| Penggalan Teks |
________________
Penyebab iri bisa dikelompokkan menjadi tujuh:
Sebab pertama, permusuhan dan kebencian, jika seseorang tidak bisa melampiaskan kemarahan dan/atau dendamnya kepada musuhnya, ia berharap orang lain yang akan membalasnya. Barangkali harapan itu dikarenakan ia merasa mempunyai kedudukan yang mulia di sisi Allah dan tidak senang jika musuhnya mendaparkan suatu nikmat.
Sebab kedua, perasaan lebih tinggi, yaitu perasaan tidak nyaman apabila ada orang yang menyombongkan diri terhadapnya.
________________
| Entri data tersimpan |

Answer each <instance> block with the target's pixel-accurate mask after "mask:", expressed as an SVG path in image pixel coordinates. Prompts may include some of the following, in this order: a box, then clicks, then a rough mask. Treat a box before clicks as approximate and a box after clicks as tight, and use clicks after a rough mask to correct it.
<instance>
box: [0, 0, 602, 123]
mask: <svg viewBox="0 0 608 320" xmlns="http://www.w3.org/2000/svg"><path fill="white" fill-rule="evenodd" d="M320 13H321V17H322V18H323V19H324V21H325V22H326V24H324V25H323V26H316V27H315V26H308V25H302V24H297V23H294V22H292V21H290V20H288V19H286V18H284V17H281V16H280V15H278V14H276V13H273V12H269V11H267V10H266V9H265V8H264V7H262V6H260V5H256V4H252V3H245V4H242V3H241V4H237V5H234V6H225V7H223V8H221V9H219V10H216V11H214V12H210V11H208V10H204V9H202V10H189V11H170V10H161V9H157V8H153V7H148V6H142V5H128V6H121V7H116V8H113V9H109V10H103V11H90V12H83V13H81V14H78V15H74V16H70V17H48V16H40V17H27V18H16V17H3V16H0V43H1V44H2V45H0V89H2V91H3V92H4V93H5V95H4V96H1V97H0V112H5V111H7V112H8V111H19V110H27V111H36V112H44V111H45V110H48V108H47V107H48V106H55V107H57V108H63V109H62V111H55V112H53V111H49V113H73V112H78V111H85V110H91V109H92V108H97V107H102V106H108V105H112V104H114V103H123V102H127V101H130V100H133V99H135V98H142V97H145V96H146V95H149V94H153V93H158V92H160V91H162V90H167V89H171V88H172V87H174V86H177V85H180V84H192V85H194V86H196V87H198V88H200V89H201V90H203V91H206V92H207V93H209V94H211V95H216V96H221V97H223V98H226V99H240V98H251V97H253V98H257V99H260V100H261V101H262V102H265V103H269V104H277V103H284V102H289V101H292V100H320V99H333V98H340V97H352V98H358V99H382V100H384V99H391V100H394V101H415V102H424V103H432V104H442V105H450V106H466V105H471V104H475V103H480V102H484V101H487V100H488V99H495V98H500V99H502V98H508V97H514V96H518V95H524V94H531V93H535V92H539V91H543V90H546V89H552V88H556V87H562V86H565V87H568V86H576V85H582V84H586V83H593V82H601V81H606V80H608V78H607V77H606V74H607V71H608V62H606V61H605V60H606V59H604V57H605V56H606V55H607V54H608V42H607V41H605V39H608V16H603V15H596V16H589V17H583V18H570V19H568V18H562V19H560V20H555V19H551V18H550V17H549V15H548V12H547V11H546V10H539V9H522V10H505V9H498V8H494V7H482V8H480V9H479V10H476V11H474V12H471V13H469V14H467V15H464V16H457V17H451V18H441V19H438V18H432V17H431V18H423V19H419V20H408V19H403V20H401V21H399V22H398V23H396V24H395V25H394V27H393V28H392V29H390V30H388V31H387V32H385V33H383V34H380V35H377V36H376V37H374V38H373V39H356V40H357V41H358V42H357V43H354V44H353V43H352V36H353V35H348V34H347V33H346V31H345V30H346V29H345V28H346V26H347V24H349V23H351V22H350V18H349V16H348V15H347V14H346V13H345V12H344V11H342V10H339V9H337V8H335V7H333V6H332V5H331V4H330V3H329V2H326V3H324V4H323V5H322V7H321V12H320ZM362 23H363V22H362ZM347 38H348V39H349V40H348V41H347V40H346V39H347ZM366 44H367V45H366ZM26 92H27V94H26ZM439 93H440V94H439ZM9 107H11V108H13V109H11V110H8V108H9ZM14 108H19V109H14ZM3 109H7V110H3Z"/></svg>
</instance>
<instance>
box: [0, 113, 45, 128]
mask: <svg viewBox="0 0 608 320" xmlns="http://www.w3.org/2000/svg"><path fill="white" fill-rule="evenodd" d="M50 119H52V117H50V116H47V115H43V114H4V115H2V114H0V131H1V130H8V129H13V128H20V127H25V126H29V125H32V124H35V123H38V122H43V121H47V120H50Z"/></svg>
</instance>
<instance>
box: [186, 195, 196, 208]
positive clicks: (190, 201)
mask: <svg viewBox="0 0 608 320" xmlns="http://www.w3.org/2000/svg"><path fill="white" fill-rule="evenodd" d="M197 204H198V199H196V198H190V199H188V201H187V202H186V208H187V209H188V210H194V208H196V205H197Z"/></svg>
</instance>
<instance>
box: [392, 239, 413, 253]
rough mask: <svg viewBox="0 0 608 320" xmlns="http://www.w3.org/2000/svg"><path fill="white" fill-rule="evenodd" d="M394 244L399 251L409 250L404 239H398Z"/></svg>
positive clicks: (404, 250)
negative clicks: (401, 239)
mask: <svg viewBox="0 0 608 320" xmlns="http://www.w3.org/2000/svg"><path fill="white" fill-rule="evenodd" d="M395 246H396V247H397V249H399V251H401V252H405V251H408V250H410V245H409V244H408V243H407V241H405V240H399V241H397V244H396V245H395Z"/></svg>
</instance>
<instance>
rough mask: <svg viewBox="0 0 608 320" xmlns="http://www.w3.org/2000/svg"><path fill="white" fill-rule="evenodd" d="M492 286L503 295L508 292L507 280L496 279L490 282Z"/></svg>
________________
| Soal Latihan |
• A. Jawablah pertanyaan berikut berdasarkan penggalan teks tentang penyebab iri.
(i) Penyebab iri dikelompokkan menjadi berapa?
(ii) Apa sebab pertama yang disebutkan?
(iii) Sebab kedua dijelaskan sebagai perasaan apa?
• B. Tuliskan ulang secara persis bagian penggalan teks tentang penyebab iri dari "Penyebab iri bisa" sampai "menyombongkan diri terhadapnya.".

| Jawaban Berurutan |
• A.
(i) Tujuh.
(ii) Permusuhan dan kebencian.
(iii) Perasaan lebih tinggi, yaitu perasaan tidak nyaman apabila ada orang yang menyombongkan diri terhadapnya.

• B.
Penyebab iri bisa dikelompokkan menjadi tujuh:
Sebab pertama, permusuhan dan kebencian, jika seseorang tidak bisa melampiaskan kemarahan dan/atau dendamnya kepada musuhnya, ia berharap orang lain yang akan membalasnya. Barangkali harapan itu dikarenakan ia merasa mempunyai kedudukan yang mulia di sisi Allah dan tidak senang jika musuhnya mendaparkan suatu nikmat.
Sebab kedua, perasaan lebih tinggi, yaitu perasaan tidak nyaman apabila ada orang yang menyombongkan diri terhadapnya.